Excerpt:
*-*-*

Treasury minister Andrew Griffith later dodged a question about whether Liz Truss will still be Prime Minister at Christmas.

He told TimesRadio: "I think Liz enjoys the confidence of the Government.

"She's the Prime Minister and the last thing that I think anybody wants is to see more instability."

It comes as former deputy Bank of England governor Sir Charles Bean branded the Government "disingenuous" for trying to suggest the market turmoil is "all a global phenomenon".

He told Sky News there is a "global element" to the UK's rise in interest rates and "three-quarters or two-thirds maybe is the world".

But he added: "The rest of that is a UK-specific phenomenon and it's developed since the mini-budget, so it's clearly driven by that in my view.

"We've moved from looking not too dissimilar from the US or Germany as a proposition to lend to, talking more like Italy or Greece."

Shadow Business Secretary Jonathan Reynolds said the chaos was caused by the Government's own "incompetence".

He told the BBC : "I'm not even sure what this Government's economic policy is at the moment. I don't know which bits of the budget still apply, and I don't know what we will hear next week.

"What I would say is, any cuts the Conservative Party brings forward are entirely of its own making. Entirely because of its own incompetence."

*-*-*

Coordinate annotation lines:
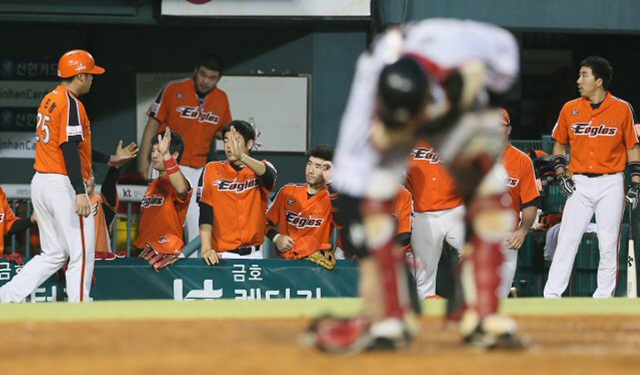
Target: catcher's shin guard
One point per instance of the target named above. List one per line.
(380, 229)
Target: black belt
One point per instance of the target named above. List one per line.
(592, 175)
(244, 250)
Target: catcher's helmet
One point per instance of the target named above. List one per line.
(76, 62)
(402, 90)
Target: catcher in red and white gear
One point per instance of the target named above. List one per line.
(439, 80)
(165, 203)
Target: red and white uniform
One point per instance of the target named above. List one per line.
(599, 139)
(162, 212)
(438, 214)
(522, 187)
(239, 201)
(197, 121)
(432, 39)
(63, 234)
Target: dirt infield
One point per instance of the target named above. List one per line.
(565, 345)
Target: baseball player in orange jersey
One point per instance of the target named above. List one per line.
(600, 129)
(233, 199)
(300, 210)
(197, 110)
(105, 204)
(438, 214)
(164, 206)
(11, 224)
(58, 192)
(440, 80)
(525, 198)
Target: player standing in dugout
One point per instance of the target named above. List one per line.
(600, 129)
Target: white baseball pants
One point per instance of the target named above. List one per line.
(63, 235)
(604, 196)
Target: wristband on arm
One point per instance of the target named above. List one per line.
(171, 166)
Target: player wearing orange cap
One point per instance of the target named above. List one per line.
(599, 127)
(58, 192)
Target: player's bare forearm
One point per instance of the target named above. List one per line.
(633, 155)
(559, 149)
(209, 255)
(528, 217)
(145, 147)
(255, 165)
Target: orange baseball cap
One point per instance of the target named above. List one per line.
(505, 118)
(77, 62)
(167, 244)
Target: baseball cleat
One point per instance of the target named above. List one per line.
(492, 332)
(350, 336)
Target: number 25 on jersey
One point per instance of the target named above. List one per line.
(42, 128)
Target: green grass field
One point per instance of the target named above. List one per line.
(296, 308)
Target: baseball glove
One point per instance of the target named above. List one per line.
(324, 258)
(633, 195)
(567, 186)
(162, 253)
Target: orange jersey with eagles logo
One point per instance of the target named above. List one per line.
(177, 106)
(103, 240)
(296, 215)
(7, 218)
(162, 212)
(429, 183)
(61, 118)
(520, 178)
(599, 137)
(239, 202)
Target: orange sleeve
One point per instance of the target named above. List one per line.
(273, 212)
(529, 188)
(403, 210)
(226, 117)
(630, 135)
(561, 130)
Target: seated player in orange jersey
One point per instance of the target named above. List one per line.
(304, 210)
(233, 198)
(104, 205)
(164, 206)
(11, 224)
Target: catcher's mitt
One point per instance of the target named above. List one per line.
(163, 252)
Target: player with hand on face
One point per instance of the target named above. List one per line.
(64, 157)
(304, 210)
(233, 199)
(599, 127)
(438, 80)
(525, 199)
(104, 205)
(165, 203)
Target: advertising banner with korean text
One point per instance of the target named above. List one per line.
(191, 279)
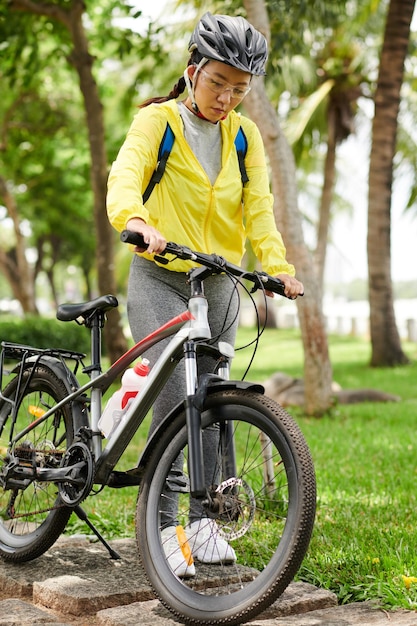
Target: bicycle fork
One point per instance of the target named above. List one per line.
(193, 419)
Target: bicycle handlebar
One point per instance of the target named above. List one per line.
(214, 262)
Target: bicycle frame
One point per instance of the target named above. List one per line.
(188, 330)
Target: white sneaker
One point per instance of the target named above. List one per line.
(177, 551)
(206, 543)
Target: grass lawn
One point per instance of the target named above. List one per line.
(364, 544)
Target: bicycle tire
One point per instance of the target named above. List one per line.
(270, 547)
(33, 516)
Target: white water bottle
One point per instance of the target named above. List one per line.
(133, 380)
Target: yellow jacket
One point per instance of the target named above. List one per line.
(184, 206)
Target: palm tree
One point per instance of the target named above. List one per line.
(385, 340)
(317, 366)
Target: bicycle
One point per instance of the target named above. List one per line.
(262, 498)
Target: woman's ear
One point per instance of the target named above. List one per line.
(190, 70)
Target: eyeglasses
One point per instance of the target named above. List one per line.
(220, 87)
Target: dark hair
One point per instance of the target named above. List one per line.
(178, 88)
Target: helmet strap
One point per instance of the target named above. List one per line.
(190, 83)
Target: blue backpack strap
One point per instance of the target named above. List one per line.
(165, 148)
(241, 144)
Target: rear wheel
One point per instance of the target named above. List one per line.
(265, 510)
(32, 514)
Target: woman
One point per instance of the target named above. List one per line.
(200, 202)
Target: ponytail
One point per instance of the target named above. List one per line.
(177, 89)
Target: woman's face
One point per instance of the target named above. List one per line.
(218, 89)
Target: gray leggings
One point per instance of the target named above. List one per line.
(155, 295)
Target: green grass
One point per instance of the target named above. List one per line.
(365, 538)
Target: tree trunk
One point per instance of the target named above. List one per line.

*-*-*

To do:
Can you copy word for word the part of the mini-budget excerpt starting with "He told Sky" and going on through "hear next week."?

Correct response:
He told Sky News there is a "global element" to the UK's rise in interest rates and "three-quarters or two-thirds maybe is the world".

But he added: "The rest of that is a UK-specific phenomenon and it's developed since the mini-budget, so it's clearly driven by that in my view.

"We've moved from looking not too dissimilar from the US or Germany as a proposition to lend to, talking more like Italy or Greece."

Shadow Business Secretary Jonathan Reynolds said the chaos was caused by the Government's own "incompetence".

He told the BBC : "I'm not even sure what this Government's economic policy is at the moment. I don't know which bits of the budget still apply, and I don't know what we will hear next week.